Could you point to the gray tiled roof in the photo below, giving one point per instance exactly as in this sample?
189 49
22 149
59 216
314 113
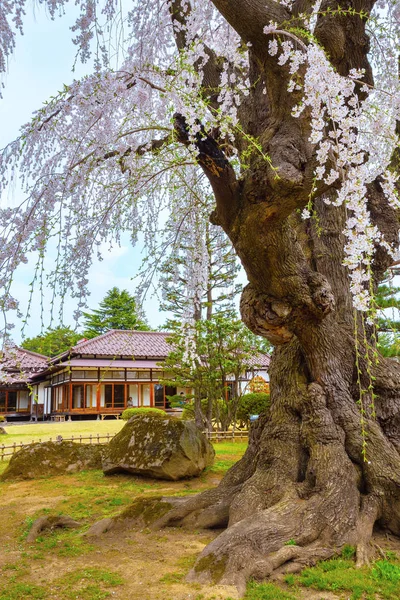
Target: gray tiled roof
17 364
118 342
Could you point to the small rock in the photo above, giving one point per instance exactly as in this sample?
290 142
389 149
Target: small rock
50 458
50 523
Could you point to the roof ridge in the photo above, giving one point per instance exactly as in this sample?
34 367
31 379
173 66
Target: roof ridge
31 352
137 331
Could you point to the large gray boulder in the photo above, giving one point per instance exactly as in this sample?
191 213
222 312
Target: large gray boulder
52 458
158 446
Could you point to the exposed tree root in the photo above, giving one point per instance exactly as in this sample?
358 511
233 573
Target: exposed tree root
51 523
306 486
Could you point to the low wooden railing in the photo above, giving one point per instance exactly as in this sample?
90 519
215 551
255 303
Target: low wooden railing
-----
[WHAT TO DO] Quote each line of the listing exactly, but leave the pictures out.

[OUTPUT FOR THIS TASK]
Could you point to the gray tiled roof in the photo below, giving one point per instance exactly as in this sample?
189 49
22 149
59 216
314 113
Target: gray tiled roof
17 364
118 342
Could you point to the small rock in the photo above, giving one point per instance exactly as in this sample?
290 142
389 149
Target: small rock
50 458
50 523
Could you point to the roof ridge in the photo above, giving one point per instance exactly as in this sample?
34 367
31 379
173 66
Target: roof ridge
31 352
137 331
Could you point to the large gray boulder in the photo above, giving one point per instance exactly as in this sample?
191 213
222 312
Target: large gray boulder
52 458
158 446
Could you point to the exposed tree root in the photo above, giving one point per instance exactly as in this sample?
358 511
233 573
Target: exposed tree root
51 523
306 486
Could you point to the low wooden railing in the photo above, giving one point per instance exactly as in this sample?
90 519
215 551
255 303
Target: low wooden railing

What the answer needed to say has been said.